* _WORKING DATA_:
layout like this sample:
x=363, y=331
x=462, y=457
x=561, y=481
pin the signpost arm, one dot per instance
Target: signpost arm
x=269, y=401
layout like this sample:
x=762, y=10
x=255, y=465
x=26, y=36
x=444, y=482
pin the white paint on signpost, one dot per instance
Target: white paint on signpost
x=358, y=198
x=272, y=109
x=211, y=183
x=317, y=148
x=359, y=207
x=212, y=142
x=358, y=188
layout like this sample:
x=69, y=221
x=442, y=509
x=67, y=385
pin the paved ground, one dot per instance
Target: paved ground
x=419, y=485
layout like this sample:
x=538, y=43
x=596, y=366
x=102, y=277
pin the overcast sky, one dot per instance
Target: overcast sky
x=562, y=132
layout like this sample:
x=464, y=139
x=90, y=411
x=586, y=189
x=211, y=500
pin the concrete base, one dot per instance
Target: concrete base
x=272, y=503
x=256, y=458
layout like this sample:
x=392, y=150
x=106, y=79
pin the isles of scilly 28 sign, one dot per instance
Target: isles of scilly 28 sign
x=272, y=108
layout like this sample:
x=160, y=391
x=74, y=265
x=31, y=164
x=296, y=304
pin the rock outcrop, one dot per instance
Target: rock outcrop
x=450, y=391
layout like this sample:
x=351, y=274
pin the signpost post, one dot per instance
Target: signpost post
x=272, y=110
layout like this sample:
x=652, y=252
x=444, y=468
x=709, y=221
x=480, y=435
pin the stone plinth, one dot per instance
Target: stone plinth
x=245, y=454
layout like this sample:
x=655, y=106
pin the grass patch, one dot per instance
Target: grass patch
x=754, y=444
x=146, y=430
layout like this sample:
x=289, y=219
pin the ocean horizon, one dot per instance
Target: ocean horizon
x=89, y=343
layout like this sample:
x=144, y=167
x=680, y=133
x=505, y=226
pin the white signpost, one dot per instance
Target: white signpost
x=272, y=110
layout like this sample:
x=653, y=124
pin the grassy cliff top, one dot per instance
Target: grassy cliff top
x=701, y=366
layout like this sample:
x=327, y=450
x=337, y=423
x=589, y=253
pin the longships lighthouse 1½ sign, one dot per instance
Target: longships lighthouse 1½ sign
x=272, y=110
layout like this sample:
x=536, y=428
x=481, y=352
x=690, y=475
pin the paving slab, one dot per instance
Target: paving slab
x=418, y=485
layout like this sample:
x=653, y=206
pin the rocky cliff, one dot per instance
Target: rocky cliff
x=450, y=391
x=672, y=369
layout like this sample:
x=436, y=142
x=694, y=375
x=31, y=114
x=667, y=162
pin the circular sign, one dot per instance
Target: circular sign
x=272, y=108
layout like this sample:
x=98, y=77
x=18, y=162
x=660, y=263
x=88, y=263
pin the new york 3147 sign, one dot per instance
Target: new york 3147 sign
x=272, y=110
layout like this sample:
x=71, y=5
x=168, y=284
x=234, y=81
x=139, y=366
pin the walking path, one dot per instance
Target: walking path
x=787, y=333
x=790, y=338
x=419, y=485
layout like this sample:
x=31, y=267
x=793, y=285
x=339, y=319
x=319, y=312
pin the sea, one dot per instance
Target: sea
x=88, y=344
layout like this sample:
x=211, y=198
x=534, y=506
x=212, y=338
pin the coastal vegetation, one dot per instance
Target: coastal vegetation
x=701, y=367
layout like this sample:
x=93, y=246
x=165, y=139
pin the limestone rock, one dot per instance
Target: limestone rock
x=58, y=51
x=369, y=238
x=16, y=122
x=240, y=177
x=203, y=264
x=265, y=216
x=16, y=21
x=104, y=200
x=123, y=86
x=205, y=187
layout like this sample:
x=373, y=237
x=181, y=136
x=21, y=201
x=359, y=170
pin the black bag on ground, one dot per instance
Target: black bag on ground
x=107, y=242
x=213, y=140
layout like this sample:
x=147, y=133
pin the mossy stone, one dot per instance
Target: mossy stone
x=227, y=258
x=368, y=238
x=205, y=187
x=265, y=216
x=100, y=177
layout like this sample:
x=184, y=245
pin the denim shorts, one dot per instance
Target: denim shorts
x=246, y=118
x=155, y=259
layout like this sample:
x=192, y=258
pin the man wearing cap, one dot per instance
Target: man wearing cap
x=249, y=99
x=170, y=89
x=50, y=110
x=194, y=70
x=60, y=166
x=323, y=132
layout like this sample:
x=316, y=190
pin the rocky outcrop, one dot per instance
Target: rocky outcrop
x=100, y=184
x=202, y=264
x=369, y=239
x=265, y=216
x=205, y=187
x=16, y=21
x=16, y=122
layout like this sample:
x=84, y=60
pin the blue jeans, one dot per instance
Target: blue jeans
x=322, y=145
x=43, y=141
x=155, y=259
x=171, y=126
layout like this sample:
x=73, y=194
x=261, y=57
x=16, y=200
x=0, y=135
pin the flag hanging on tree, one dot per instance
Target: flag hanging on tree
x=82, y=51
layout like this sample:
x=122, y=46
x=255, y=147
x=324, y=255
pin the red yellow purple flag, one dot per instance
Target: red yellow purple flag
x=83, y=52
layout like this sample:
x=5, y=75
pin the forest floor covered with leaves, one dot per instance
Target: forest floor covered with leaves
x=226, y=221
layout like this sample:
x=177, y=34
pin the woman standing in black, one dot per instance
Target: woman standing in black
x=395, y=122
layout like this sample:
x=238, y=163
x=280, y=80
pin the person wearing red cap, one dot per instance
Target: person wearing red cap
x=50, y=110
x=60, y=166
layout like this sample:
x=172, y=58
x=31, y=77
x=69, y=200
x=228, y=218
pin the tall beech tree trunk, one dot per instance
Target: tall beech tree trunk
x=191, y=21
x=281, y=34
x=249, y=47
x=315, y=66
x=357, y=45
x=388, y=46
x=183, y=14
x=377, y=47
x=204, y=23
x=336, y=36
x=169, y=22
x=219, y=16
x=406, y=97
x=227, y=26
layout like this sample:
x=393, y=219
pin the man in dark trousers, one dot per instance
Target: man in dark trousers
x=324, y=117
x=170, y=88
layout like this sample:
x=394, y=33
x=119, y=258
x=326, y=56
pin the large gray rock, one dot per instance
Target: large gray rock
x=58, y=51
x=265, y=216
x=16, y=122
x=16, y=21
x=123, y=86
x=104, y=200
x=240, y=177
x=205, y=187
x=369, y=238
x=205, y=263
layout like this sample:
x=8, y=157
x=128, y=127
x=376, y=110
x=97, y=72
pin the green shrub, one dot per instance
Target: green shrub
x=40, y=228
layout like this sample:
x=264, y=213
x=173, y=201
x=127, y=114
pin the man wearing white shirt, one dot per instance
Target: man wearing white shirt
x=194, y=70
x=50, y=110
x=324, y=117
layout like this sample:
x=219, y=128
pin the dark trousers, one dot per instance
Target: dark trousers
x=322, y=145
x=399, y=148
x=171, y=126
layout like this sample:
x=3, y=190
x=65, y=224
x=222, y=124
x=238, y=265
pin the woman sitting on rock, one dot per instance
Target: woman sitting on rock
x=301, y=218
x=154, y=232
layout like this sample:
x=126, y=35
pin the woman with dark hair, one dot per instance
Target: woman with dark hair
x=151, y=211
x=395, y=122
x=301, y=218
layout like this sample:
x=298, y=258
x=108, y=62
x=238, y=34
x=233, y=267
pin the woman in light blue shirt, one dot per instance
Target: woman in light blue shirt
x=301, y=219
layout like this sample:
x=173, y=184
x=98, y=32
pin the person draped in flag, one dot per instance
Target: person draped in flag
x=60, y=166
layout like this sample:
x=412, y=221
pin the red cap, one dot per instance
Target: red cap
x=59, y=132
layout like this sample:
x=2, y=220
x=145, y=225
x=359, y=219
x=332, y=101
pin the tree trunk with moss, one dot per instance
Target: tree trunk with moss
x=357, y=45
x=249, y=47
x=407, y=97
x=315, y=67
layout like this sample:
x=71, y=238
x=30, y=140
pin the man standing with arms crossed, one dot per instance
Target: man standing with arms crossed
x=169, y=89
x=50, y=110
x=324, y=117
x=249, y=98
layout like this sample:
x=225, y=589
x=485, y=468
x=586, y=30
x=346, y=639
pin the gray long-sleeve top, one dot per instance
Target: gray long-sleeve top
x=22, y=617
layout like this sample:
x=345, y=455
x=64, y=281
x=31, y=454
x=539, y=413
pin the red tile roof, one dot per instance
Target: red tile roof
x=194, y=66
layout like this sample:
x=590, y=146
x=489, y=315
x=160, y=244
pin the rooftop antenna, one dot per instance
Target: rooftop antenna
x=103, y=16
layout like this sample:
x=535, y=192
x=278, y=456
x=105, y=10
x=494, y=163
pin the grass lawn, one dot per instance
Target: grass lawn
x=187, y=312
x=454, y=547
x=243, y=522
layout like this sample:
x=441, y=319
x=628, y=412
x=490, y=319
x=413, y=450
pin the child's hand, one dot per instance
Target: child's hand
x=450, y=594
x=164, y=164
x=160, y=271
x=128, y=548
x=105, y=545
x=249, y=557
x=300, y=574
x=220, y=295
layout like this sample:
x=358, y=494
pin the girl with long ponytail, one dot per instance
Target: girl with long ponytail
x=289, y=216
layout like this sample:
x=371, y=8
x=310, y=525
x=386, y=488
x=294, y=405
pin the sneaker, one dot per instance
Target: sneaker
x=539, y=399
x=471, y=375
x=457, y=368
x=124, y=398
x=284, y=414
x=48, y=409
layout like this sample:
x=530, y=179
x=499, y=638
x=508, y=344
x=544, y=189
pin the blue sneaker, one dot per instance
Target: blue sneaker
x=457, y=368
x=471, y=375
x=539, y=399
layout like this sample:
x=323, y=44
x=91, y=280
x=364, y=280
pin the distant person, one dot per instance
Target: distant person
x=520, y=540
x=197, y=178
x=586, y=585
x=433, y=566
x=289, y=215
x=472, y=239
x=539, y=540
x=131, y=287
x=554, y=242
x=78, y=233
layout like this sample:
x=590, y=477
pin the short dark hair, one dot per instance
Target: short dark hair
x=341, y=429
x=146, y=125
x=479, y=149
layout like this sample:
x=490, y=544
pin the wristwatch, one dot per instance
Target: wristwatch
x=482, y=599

* _ACTIVITY_:
The required answer is the run of lines above, starting at the line with "Target: sea" and ending at the line with "pin the flag", reproduced exactly with both ends.

* _RESPONSE TO THIS TASK_:
Target: sea
x=88, y=344
layout like this sample:
x=211, y=198
x=534, y=506
x=212, y=338
pin the coastal vegetation, one dot per instance
Target: coastal vegetation
x=701, y=367
layout like this sample:
x=93, y=246
x=165, y=139
pin the limestone rock, one dot per instance
Target: limestone rock
x=58, y=51
x=369, y=238
x=16, y=122
x=240, y=177
x=203, y=264
x=265, y=216
x=16, y=21
x=104, y=200
x=123, y=86
x=205, y=187
layout like this sample:
x=373, y=237
x=181, y=136
x=21, y=201
x=359, y=170
pin the black bag on ground, one dot per instance
Target: black bag on ground
x=107, y=242
x=213, y=140
layout like this sample:
x=147, y=133
pin the mossy stone, one dot per instance
Target: mossy stone
x=227, y=258
x=368, y=238
x=205, y=187
x=265, y=216
x=100, y=177
layout like this sample:
x=184, y=245
pin the denim shorts, one dot per instance
Target: denim shorts
x=246, y=118
x=155, y=259
layout like this sample:
x=192, y=258
pin the man wearing cap, one dot per instance
Target: man wearing cap
x=249, y=99
x=170, y=89
x=50, y=110
x=194, y=70
x=60, y=166
x=323, y=132
layout like this sample:
x=316, y=190
pin the rocky outcrop, one dot per instance
Target: rocky outcrop
x=100, y=184
x=202, y=264
x=369, y=239
x=265, y=216
x=205, y=187
x=16, y=21
x=16, y=122
layout like this sample:
x=84, y=60
pin the blue jeans, one dot per instance
Target: blue jeans
x=322, y=145
x=43, y=141
x=155, y=259
x=171, y=126
layout like this sample:
x=73, y=194
x=261, y=57
x=16, y=200
x=0, y=135
pin the flag hanging on tree, one dot per instance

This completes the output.